▶ Your objective: Could you give the lines of the material below, starting at the line that contains "the rocky cliff" and ending at the line that contains "[72,334,114,444]", both included, as a JSON list of strings with one string per line and blank lines left out?

▶ Data for the task:
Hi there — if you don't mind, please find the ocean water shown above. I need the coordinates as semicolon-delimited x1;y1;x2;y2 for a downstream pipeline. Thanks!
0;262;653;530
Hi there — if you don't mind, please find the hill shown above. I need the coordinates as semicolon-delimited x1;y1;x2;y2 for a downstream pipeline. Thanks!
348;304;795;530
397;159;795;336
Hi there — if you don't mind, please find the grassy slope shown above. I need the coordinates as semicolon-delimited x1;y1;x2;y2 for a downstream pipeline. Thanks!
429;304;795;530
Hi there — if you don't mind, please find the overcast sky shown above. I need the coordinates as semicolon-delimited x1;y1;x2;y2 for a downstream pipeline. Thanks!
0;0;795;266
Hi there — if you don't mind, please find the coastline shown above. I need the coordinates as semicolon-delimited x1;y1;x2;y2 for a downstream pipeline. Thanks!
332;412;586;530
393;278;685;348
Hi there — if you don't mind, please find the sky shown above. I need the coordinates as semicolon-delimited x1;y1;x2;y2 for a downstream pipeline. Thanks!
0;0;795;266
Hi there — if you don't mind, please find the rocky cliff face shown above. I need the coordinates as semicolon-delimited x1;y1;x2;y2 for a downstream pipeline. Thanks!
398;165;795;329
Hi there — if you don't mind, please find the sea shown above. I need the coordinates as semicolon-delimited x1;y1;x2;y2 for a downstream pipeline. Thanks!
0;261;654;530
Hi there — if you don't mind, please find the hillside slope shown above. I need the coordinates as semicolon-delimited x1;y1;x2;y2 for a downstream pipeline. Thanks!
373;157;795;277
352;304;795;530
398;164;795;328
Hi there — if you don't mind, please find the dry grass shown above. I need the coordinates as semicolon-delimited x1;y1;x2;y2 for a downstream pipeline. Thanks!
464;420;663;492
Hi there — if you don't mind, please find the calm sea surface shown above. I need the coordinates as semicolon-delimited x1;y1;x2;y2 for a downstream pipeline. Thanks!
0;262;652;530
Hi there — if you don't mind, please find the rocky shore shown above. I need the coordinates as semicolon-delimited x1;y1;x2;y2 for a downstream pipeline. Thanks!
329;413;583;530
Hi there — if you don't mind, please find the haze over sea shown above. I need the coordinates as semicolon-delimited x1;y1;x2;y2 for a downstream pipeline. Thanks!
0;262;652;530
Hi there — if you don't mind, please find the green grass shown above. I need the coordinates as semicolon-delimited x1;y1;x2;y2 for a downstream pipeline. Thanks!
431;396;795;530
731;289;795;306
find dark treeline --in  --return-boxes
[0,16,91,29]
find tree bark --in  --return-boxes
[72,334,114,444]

--

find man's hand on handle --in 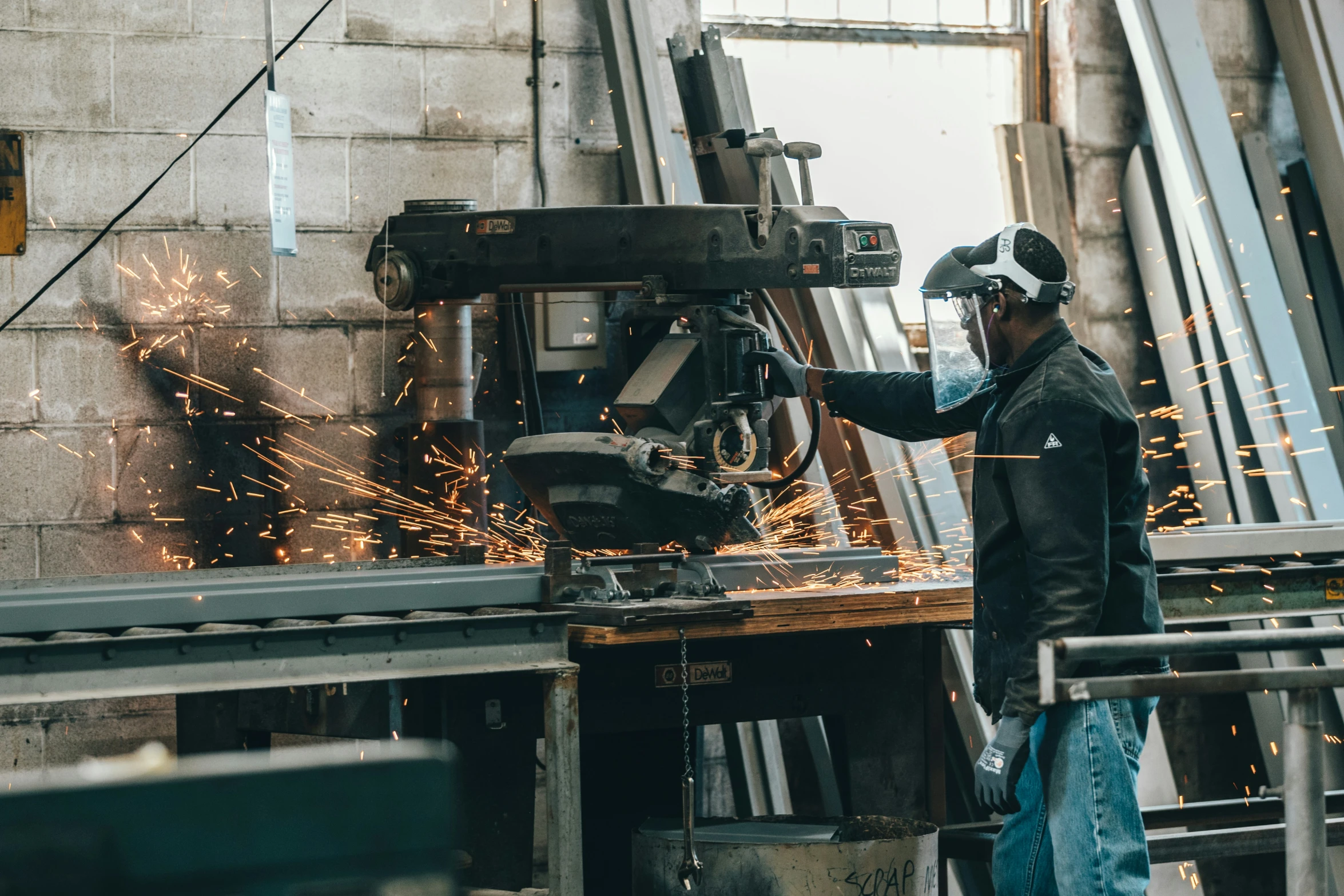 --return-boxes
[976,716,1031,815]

▶ Correct result:
[
  "Hi there — if you don't mind, please find the rocky cliff face shown above. I need the coordinates as semicolon-delimited x1;y1;x2;y2 for a downstream pipeline. Thanks!",
  "398;165;795;329",
  "Hi there — if you don't mind, please find the sea shown above. I need the coordinates as semicolon-delimited x1;y1;x2;y2 for a downstream pipeline. Thanks!",
  "0;261;654;530",
  "Hi there — if you don't mind, please find the hillside slope shown above. I need the coordinates as semicolon-delimited x1;y1;x2;y2 for a downstream pipeline. Thanks!",
  "373;157;795;277",
  "352;304;795;530",
  "398;164;795;328",
  "Hi there — if you don't mind, please find the dry grass shown above. I need the coordinates as semicolon-delimited x1;y1;x2;y2 for a downstream pipeline. Thanks!",
  "464;420;663;492",
  "Hi there — if you don't mind, please find the calm sea surface shown above. I need the coordinates as semicolon-delimited x1;y1;x2;y2 for a downstream pipeline. Thanks!",
  "0;262;652;530",
  "Hi there — if you don't mind, please find the rocky shore shown above. I need the coordinates as semicolon-delimited x1;y1;x2;y2 for a downstream pipeline. Thanks!",
  "329;413;583;530",
  "Hi there — if you don't mind, please find the haze over sea shown above. I need the coordinates as semicolon-delimited x1;y1;x2;y2 for a downstream pipeline. Thanks!",
  "0;262;652;530",
  "Hi there — if you don't mind, please find the green grass shown above. I need the coordinates as semicolon-delimited x1;y1;x2;y2 for a downstream pipeline. Thanks!",
  "431;396;795;530",
  "731;289;795;306",
  "find dark treeline --in  --return-boxes",
  "[0,16,91,29]",
  "find tree bark --in  --return-boxes",
  "[72,334,114,444]"
]